### DATENAUSZÜGE

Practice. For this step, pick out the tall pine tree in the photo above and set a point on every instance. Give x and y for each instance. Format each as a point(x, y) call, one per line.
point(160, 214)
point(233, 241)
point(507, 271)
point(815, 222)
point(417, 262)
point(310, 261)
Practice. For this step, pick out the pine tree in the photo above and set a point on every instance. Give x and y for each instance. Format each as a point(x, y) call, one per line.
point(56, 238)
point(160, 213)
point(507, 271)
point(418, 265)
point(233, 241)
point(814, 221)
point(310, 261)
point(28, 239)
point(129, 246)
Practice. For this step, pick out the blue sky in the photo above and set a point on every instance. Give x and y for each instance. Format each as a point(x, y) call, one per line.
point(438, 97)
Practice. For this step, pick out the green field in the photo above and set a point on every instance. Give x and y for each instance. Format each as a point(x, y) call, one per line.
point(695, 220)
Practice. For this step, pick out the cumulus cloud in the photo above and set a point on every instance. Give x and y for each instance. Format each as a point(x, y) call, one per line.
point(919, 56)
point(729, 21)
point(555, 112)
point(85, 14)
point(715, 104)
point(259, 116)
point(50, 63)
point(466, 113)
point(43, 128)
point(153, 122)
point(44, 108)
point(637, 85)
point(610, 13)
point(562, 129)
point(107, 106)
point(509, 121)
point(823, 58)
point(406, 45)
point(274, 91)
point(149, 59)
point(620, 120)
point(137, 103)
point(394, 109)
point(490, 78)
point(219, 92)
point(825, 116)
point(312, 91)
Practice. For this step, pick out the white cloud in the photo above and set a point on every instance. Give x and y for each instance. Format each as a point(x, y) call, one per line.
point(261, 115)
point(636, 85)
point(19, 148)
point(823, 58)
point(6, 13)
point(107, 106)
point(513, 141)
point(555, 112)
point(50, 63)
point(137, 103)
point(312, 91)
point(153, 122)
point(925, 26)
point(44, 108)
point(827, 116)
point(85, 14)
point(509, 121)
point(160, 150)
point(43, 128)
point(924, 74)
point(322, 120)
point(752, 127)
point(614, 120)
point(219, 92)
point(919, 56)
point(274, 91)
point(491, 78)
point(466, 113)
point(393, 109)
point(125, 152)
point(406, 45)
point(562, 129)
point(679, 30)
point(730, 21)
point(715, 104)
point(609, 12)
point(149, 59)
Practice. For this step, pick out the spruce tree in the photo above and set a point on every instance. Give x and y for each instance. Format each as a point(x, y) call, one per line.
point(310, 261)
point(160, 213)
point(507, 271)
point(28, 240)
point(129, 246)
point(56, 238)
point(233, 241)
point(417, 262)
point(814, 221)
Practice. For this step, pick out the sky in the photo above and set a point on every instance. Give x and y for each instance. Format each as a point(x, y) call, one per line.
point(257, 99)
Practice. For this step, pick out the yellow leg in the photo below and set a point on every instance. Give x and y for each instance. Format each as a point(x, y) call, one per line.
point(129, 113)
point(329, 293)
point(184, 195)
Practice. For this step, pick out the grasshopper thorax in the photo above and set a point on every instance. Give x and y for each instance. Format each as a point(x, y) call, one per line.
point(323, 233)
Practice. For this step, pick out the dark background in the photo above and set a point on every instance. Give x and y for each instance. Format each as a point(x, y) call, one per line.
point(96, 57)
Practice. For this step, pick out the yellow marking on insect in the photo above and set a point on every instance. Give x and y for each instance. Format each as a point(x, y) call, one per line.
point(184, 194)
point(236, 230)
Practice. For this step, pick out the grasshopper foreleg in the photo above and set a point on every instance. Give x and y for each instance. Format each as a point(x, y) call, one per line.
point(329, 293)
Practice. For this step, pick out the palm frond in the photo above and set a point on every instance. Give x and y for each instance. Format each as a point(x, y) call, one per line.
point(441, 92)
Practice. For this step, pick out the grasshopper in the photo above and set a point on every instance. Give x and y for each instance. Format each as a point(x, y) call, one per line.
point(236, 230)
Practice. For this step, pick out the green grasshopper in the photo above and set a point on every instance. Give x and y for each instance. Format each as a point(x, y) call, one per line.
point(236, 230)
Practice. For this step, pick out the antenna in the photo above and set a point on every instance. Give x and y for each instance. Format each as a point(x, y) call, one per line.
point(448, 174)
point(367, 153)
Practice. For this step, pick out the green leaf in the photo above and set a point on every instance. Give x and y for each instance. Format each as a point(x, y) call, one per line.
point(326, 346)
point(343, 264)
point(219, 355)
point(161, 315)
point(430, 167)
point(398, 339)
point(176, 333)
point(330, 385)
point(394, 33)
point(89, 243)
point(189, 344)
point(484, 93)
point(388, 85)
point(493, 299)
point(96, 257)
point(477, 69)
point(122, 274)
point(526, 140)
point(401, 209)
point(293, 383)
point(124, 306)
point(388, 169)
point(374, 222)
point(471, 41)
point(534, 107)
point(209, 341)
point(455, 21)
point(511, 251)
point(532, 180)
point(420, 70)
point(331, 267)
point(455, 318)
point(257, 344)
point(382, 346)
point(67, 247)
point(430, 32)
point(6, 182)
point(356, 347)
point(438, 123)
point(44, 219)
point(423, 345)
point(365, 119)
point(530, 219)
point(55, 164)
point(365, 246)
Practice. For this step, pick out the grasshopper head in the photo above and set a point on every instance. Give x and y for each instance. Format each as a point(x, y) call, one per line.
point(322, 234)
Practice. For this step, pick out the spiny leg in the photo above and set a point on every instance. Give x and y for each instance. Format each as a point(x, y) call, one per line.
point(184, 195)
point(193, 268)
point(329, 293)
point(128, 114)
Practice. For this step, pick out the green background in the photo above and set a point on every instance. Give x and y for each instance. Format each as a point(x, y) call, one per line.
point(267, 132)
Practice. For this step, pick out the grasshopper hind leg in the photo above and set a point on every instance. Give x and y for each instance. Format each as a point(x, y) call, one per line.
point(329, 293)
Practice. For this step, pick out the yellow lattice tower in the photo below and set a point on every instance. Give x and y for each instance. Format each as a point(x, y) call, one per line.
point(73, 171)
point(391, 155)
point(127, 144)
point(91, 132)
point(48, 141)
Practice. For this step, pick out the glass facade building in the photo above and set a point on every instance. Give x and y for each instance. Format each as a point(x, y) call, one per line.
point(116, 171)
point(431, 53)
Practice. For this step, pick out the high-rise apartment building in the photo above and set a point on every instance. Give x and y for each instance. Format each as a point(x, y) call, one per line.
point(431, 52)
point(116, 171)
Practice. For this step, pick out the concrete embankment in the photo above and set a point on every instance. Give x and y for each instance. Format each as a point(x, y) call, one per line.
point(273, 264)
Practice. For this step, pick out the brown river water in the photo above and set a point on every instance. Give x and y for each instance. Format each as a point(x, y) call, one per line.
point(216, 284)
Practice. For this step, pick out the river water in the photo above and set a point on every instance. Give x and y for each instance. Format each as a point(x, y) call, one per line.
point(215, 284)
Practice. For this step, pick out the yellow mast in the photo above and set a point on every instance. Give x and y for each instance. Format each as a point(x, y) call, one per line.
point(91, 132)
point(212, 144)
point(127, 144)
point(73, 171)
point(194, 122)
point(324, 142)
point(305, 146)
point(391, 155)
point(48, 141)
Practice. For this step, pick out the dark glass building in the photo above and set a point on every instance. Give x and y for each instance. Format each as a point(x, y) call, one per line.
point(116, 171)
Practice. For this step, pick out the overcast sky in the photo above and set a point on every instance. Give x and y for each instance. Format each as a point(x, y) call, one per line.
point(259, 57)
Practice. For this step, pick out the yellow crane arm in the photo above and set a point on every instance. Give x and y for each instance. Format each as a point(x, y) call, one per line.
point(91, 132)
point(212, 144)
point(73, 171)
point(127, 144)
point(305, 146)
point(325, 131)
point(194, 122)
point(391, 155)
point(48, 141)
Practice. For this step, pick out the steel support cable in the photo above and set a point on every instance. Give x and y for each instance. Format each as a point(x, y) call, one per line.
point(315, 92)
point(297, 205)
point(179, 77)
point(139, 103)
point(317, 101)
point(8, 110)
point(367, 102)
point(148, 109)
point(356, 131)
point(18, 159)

### ZIEL
Gib bitte nur die Zeilen der Auflistung wieder, beginnend mit der Zeile, die „Practice. For this step, pick out the yellow lattice“ enthält, und endend mit der Zeile, die „point(216, 284)“ enthält, beide eingeschlossen. Skaliere dabei jede Koordinate in den Antwortzeilen mit dem Faktor 1,65 und runde auf ganze Zahlen, Halbe aufgerundet; alle übrigen Zeilen bleiben unverändert.

### LÖSUNG DER AUFGABE
Practice. For this step, pick out the yellow lattice tower in the photo below and set a point on every instance. Give x and y for each instance. Format each as a point(x, y) call, one per line.
point(120, 282)
point(645, 256)
point(210, 238)
point(150, 218)
point(79, 233)
Practice. For this step, pick out the glass facade building in the photo above and set a point on every instance. Give x and y for each instance. Format each as a point(x, y) call, one per line.
point(191, 282)
point(711, 87)
Practice. For this step, pick out the high-rise apartment building in the photo above and set a point on every instance. Give x and y for each instance. Format each as a point(x, y) call, one per line.
point(711, 86)
point(191, 282)
Practice. For this step, pick out the concrete embankment in the photo above and set a point on every instance. Give x and y for each instance. Format each as a point(x, y) call, one per line.
point(450, 436)
Practice. For this step, pick out the brown river water in the photo above and set a point on every instance. Give x and y for each instance. Format each as a point(x, y) call, one per line.
point(356, 469)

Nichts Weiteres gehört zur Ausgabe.